Requirement: Convert the data below into a JSON list of strings, with one string for each line and no entries for blank lines. Omit the pictures from your answer.

Supplied material:
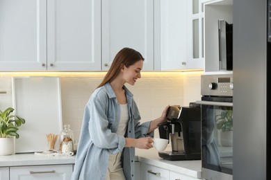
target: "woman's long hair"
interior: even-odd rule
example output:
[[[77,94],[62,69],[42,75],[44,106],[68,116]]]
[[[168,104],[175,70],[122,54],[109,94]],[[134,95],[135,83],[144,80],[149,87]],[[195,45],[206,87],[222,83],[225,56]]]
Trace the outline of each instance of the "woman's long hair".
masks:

Problem solution:
[
  "target: \"woman's long hair\"",
  "interior: even-odd rule",
  "example output:",
  "[[[77,94],[62,69],[42,75],[44,106],[68,116]]]",
  "[[[168,104],[175,70],[122,54],[109,94]],[[134,95],[135,83],[144,80],[149,87]],[[195,45],[206,87],[222,83],[225,56]]]",
  "Trace the outline of each instance of the \"woman's long hair\".",
  "masks:"
]